+++ Text section +++

The trial judge decreed: "It is thereupon considered, ordered and adjudged that the plaintiff take nothing by his said action; that the defendants, Batson and Dennis, are the owners of the timber described in the pleadings herein and have the right to renew the same at any time until 1 February, 1931, same being the time granted to them after allowing the time which has elapsed during the pendency of this action when they were prevented from exercising said right." It was further adjudged that the injunction be dissolved and the plaintiff taxed with the cost.

From said judgment the plaintiff appealed. *170 What interest does the grantee of land have in timber reserved therefrom in the deed of the grantor?

This question was considered by the Court in Mining Co. v. Cotton Mills,143 N.C. 307, 55 S.E. 700. The law is thus stated where the land was conveyed in fee with an exception or reservation of the timber: "In such case, if a time or event is specified upon which the timber must be cut, the reservation expires upon the happening of the event or expiration of the time. . . . Whether the right to cut timber is a grant, or a reservation, it expires at the time specified. When no time is specified a grantee of such right takes upon the implied agreement to cut and remove within a reasonable time. He has bought the timber for that purpose, whereas when a grantor of the fee reserves or excepts the timber, he is not providing for timber-cutting, but reserving a right, and should be entitled to hold till this is put an end to by the grantee giving notice for a reasonable time so that the grantor may elect to cut or sell this right to another."

Again in Hornthal v. Howcott, 154 N.C. 228, 70 S.E. 171, the owner of the land sold the timber with the right to cut and remove the same within four years. Thereafter he sold the land by deed reciting the reservation of the timber. It was held that the grantee of the land was the owner of all the timber not cut within the time stipulated. It has been further held that notice that an extension privilege would be exercised must be given to the grantee of the land. Bateman v. Lumber Co.,154 N.C. 248, 70 S.E. 474; Kelly v. Lumber Co., 157 N.C. 175, 72 S.E. 957;Powell v. Lumber Co., 163 N.C. 36, 79 S.E. 272.

+++ Listed records +++

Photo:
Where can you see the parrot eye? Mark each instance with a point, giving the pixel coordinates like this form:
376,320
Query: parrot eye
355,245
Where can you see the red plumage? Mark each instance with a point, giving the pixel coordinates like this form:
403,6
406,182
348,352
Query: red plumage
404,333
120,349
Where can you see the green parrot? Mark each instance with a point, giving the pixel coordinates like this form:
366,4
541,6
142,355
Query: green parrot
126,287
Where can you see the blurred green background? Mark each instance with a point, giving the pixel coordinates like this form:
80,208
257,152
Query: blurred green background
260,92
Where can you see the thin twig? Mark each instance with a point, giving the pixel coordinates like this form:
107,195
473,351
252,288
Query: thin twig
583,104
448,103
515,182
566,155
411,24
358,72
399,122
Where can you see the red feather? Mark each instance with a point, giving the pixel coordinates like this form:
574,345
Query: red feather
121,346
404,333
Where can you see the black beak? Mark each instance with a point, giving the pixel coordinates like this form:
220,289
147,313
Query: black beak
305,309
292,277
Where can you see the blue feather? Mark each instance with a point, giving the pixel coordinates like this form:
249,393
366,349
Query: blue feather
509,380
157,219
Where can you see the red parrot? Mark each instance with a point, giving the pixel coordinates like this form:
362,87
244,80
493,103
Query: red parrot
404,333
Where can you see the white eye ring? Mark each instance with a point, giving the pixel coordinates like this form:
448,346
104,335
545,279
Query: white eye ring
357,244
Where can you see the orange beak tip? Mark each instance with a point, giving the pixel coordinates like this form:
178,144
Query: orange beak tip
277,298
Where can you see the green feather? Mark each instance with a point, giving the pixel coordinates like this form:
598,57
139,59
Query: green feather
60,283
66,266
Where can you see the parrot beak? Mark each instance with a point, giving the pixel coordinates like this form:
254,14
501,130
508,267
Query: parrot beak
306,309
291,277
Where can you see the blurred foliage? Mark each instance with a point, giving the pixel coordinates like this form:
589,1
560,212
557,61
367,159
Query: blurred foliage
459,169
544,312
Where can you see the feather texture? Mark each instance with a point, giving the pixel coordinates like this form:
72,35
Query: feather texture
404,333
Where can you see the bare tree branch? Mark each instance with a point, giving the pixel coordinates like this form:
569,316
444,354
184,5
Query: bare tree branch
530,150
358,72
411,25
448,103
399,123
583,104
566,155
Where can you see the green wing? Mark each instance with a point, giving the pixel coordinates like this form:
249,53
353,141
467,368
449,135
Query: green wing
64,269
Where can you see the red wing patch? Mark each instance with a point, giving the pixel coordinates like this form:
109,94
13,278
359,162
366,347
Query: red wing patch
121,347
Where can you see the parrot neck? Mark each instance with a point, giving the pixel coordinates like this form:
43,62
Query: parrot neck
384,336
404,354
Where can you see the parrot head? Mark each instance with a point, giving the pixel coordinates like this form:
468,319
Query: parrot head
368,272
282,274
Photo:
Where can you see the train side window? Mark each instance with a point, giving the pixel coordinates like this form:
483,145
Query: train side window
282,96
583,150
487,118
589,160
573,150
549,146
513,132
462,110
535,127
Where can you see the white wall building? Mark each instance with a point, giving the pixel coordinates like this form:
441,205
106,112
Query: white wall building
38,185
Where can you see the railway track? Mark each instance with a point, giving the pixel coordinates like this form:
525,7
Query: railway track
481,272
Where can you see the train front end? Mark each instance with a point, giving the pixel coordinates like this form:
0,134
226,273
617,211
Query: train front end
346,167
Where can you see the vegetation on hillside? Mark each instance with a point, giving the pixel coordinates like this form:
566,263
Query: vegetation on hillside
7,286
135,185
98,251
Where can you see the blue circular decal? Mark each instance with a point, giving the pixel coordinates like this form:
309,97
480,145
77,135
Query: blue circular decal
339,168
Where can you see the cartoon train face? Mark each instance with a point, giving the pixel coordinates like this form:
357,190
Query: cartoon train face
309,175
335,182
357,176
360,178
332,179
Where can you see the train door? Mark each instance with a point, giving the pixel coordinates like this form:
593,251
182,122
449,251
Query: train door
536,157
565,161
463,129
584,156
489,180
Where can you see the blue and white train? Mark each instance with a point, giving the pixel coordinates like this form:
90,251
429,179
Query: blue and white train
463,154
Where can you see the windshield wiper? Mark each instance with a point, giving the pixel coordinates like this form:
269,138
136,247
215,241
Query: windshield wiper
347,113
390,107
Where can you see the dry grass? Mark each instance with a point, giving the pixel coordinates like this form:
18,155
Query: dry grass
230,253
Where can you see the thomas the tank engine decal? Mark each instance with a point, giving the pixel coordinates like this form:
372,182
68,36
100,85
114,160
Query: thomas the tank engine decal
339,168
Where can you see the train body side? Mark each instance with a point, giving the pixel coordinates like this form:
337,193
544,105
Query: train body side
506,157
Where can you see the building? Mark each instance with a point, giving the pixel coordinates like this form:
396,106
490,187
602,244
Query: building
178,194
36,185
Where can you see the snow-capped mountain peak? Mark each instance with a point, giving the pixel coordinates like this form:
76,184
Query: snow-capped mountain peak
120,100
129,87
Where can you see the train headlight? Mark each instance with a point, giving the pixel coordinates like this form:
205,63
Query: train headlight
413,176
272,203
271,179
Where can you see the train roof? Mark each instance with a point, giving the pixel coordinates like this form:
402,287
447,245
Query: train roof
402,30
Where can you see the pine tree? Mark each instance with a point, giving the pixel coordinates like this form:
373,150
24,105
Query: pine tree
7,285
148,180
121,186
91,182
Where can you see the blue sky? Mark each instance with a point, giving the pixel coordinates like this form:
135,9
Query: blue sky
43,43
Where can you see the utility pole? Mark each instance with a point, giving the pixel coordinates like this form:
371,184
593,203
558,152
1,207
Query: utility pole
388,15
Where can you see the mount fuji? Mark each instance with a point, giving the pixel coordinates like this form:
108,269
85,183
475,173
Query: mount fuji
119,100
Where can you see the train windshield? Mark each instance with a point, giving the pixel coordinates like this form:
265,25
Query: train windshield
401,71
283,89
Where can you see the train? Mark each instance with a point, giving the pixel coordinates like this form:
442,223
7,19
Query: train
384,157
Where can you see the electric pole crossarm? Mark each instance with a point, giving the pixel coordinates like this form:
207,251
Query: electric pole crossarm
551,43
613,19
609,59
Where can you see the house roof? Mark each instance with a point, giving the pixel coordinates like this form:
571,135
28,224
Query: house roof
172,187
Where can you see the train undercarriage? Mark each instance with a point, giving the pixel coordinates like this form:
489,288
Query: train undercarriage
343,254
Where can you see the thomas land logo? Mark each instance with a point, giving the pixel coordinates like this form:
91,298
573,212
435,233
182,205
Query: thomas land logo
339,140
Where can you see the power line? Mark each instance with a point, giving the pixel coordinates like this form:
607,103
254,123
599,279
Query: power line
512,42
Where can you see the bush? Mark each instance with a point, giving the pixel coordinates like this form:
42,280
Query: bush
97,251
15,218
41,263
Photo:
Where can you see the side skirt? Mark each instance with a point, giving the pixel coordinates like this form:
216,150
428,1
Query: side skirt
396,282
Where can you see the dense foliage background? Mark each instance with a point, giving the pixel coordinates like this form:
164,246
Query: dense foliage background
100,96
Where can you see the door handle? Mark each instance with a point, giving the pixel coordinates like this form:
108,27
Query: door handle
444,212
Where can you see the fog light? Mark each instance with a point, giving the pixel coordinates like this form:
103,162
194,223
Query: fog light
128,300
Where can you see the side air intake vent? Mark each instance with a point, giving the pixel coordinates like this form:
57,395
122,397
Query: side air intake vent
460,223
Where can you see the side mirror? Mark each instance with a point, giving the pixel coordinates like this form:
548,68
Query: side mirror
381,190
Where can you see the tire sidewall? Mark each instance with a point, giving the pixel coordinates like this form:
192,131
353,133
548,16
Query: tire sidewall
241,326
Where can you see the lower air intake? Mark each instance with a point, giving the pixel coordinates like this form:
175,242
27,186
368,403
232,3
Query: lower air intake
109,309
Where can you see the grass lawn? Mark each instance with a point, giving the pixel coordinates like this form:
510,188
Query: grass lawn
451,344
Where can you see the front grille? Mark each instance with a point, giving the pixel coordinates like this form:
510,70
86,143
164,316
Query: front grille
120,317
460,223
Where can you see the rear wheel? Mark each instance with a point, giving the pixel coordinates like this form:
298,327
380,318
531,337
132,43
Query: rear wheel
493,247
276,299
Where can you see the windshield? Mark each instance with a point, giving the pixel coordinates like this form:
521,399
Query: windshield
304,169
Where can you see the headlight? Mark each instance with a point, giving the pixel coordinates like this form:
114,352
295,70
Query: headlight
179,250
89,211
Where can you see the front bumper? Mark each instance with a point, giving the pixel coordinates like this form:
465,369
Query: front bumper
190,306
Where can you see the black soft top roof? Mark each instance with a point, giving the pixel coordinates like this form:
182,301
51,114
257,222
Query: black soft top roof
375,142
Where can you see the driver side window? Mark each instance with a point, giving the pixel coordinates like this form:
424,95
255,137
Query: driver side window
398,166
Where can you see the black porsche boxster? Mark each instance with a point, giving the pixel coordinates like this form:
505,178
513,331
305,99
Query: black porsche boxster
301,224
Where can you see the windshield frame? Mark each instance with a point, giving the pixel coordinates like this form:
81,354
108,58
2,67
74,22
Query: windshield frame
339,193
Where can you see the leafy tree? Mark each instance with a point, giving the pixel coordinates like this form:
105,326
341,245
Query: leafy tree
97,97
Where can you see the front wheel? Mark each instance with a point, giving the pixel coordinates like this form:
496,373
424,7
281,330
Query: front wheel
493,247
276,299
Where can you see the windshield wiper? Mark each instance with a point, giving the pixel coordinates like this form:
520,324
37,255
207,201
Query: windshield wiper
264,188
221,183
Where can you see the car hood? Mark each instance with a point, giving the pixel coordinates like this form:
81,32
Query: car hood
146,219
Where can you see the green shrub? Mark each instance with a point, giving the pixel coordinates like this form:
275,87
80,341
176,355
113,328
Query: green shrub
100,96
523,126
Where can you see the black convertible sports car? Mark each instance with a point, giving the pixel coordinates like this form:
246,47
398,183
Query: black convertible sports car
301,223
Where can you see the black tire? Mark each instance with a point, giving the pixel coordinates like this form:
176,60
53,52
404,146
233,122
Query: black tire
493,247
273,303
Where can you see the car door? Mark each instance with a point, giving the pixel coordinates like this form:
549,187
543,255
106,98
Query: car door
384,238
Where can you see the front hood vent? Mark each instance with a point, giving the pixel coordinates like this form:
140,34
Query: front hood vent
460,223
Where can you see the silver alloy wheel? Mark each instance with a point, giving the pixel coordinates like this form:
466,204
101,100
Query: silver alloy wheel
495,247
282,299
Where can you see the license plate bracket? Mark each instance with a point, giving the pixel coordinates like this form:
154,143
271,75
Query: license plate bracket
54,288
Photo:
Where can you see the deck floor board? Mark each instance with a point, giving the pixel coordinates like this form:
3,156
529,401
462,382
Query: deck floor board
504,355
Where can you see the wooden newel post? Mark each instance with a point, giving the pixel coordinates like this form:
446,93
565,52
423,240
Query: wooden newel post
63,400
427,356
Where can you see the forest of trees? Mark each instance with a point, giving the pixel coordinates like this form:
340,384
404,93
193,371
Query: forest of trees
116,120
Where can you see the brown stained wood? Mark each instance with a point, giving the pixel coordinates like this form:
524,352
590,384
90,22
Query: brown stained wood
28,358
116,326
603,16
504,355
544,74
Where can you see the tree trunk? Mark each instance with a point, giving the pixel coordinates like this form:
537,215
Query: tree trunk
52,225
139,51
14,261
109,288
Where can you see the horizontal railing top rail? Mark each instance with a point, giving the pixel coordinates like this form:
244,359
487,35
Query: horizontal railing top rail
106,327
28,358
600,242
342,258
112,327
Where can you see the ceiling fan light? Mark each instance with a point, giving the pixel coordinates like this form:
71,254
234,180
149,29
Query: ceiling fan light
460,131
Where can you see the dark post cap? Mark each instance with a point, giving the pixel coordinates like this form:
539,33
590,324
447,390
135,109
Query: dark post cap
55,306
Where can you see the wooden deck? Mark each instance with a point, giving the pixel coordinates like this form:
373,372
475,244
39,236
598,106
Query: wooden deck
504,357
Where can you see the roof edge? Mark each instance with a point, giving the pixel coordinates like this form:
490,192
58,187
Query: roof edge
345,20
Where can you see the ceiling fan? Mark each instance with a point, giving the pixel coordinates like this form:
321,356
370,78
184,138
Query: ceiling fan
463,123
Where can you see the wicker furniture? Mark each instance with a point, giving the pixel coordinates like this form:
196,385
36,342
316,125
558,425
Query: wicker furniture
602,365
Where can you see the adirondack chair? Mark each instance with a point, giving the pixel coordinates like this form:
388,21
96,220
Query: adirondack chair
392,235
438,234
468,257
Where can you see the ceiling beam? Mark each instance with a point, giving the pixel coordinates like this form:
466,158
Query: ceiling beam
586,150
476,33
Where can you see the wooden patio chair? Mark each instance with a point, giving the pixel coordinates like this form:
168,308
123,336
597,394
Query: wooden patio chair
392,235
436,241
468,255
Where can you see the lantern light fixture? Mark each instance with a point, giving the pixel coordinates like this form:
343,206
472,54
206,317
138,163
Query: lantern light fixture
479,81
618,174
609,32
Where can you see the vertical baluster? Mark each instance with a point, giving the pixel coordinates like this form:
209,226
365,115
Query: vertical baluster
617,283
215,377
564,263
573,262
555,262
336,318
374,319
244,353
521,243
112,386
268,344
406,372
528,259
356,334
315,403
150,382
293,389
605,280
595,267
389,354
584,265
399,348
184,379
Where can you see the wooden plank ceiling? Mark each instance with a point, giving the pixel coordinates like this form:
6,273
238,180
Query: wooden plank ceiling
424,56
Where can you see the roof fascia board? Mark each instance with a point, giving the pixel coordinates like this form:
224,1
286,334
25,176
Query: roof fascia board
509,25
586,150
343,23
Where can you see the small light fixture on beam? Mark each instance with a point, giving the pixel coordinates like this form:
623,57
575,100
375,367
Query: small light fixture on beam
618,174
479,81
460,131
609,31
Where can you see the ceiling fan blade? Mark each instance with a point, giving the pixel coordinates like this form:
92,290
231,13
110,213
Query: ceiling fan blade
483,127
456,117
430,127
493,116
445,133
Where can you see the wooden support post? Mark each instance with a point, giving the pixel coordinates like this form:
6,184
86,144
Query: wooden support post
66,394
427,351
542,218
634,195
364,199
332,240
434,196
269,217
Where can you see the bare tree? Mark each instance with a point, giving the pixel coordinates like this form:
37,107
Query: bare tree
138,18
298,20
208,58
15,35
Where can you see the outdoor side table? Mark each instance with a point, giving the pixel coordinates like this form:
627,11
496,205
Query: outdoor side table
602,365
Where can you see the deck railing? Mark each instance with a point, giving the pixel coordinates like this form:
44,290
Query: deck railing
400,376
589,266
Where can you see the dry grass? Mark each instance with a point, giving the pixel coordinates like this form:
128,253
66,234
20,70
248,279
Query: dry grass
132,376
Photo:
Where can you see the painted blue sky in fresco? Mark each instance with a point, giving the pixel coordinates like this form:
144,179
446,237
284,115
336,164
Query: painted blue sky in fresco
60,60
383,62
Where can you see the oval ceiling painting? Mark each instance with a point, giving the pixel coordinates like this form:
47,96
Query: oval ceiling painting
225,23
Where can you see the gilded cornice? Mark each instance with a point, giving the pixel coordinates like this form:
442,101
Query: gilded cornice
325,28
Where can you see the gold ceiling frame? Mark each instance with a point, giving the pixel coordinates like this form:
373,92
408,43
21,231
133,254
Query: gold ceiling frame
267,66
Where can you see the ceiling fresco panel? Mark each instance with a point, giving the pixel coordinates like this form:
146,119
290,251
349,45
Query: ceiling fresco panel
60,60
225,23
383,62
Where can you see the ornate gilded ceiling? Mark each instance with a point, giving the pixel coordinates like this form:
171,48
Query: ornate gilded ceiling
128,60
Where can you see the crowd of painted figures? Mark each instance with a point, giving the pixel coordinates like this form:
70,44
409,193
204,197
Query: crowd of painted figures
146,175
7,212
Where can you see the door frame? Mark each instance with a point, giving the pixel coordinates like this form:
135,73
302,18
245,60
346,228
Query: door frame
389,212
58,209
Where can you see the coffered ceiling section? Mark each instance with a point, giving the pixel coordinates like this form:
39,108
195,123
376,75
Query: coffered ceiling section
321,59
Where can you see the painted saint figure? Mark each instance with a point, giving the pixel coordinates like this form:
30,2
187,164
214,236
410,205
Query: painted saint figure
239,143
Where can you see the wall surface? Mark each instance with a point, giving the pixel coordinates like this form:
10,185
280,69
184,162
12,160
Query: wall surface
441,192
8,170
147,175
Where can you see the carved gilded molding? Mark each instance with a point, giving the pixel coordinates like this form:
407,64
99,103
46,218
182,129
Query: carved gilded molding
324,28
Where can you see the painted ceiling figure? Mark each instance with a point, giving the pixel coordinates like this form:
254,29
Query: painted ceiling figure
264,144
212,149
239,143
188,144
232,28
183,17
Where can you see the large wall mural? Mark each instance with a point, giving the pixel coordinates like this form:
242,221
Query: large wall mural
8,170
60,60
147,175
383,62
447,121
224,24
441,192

+++

# Requirements:
a) Name every case cited in the court opinion on timber rights.
b) In the court opinion on timber rights, until what date did the trial judge say Batson and Dennis could renew their right to the timber?
c) Carry on the court opinion on timber rights from its last sentence.
The listing was taken from a separate source.

# Responses:
a) Mining Co. v. Cotton Mills; Hornthal v. Howcott; Bateman v. Lumber Co.; Kelly v. Lumber Co.; Powell v. Lumber Co.

b) Until 1 February, 1931.

c)
In Shannonhouse v. McMullan, 168 N.C. 239, 84 S.E. 259, the Court said: "Applying these principles, if the timber should not be cut in five years it would then belong absolutely to the defendants as purchasers of the land, and they could cut it when they wished to do so. In other words, when the defendants bought the land they also bought the right to extend the time for cutting, and the latter was merged in the title to the land, and therefore no interest can become due."

It is clear, therefore that, under the decisions applicable, Tilton as purchaser of the land from Southerland acquired title to all the timber reserved by the grantor Southerland at the expiration of the reservation contained in the deed. In other words, at the expiration of the reservation the timber followed the land and became a part thereof. Hence the timber deed to Batson and Hopkins could not enlarge the right of the grantor Southerland to the reserved timber nor impair the interest of *171 Tilton, the owner of the land. The execution and delivery of the purchase-money mortgage on the land by Tilton to Southerland did not have the effect of enlarging the right of Southerland or his interest in the timber. "The legal title to property, whether real or personal, conveyed by a mortgage deed, passes to and vests in the mortgagee, who holds the same, however, only for purposes of security. The equitable or beneficial title remains in the mortgagor, who, as to all persons except the mortgagee, is considered the true owner of the property. With respect to the property conveyed to him as security, the mortgagee has such rights only as are required for the protection of his security, and it is for this reason that he is considered as the holder of the legal title." Bank v. Lumber Co.,193 N.C. 757, 138 S.E. 125.

Under the foreclosure proceeding and the deed from Allen, commissioner, pursuant thereto, Carroll, the plaintiff, became the purchaser of the land. The manifest effect of the foreclosure proceeding was to divest Tilton of title to the land by barring and destroying his equity of redemption. The plaintiff, Carroll, as purchaser of the land at the foreclosure sale, succeeded to the right of Tilton. As heretofore pointed out, Tilton was entitled to all timber not cut within five years or during the extension privilege specified in the deed from Southerland to him. The deed provided that the extension privilege was dependent upon payment to Tilton of the sum of "$100 per year." Carroll, the purchaser of the land at the sale, testified that no extension money had been tendered or paid to him on or before 13 January, 1925, when the original five-year reservation period expired. The defendants offered evidence to the contrary. Therefore an issue of fact is sharply drawn and such issue must be determined by a jury.

Reversed.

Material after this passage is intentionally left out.